In early 2002, plaintiff filed this action in Josephine County Circuit Court. In his operative amended complaint, plaintiff alleged that his "accident and resulting damages were caused by defendant's negligence" in (1) "failing to place guardrails, fencing or other similar protective barriers" to guard against foreseeable injuries, (2)"creating the dropoff which, given its physical condition, could not be encountered with reasonable safety," and (3) "failing to take corrective measures to ensure that the unreasonably dangerous hazard presented by the dropoff was eliminated."

At trial, as pertinent here, after the close of the evidence, defendant unsuccessfully moved for a directed verdict, arguing that, under applicable standards governing a lessor's liability, the evidence was legally insufficient to support a verdict for plaintiff. Further, defendant unsuccessfully objected to the giving of the following instruction:

"United Grocers is not a party to this case because under Oregon law United Grocers is immune from liability for negligence, if any, to the plaintiff, Richard Walsh. * * *

"You may, however, consider the actions of United Grocers as part of the overall circumstances existing at the time of this accident in assessing the plaintiff's claim of negligence against Defendant, Spalding & Son, Inc., in this case.

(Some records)
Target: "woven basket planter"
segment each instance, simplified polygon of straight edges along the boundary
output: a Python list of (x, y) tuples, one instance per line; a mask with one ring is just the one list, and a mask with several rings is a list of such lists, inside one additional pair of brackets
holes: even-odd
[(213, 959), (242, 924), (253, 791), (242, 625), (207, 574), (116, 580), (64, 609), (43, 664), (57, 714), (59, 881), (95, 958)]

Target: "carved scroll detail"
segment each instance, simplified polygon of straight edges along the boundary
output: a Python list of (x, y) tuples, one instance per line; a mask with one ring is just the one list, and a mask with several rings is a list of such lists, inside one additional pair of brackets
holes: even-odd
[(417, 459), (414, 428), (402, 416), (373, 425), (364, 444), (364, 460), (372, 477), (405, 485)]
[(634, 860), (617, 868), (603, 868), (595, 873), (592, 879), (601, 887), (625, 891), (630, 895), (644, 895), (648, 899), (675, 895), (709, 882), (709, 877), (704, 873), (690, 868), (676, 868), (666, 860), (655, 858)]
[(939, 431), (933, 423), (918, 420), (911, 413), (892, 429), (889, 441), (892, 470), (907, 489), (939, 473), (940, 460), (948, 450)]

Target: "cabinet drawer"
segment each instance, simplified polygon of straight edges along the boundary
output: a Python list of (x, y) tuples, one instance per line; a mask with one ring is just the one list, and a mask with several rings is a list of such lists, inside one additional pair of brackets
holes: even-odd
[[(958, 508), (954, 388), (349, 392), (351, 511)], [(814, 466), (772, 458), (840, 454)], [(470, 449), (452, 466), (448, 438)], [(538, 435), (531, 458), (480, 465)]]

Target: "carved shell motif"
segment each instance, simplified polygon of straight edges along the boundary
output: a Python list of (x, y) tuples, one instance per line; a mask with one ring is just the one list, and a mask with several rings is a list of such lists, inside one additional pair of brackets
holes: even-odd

* _REQUIRED TASKS_:
a. Echo the court opinion excerpt word for word, starting at "At trial, as" and ending at "in this case.".
b. Render the listing as a Markdown table with columns Row and Line, starting at the first line of the listing and ending at the line containing "881), (95, 958)]". Leave out blank lines.
This listing is unrelated to the court opinion excerpt.

* _WORKED SOLUTIONS_:
a.
At trial, as pertinent here, after the close of the evidence, defendant unsuccessfully moved for a directed verdict, arguing that, under applicable standards governing a lessor's liability, the evidence was legally insufficient to support a verdict for plaintiff. Further, defendant unsuccessfully objected to the giving of the following instruction:

"United Grocers is not a party to this case because under Oregon law United Grocers is immune from liability for negligence, if any, to the plaintiff, Richard Walsh. * * *

"You may, however, consider the actions of United Grocers as part of the overall circumstances existing at the time of this accident in assessing the plaintiff's claim of negligence against Defendant, Spalding & Son, Inc., in this case.

b.
| Row | Line |
|---|---|
| 1 | Target: "woven basket planter" |
| 2 | segment each instance, simplified polygon of straight edges along the boundary |
| 3 | output: a Python list of (x, y) tuples, one instance per line; a mask with one ring is just the one list, and a mask with several rings is a list of such lists, inside one additional pair of brackets |
| 4 | holes: even-odd |
| 5 | [(213, 959), (242, 924), (253, 791), (242, 625), (207, 574), (116, 580), (64, 609), (43, 664), (57, 714), (59, 881), (95, 958)] |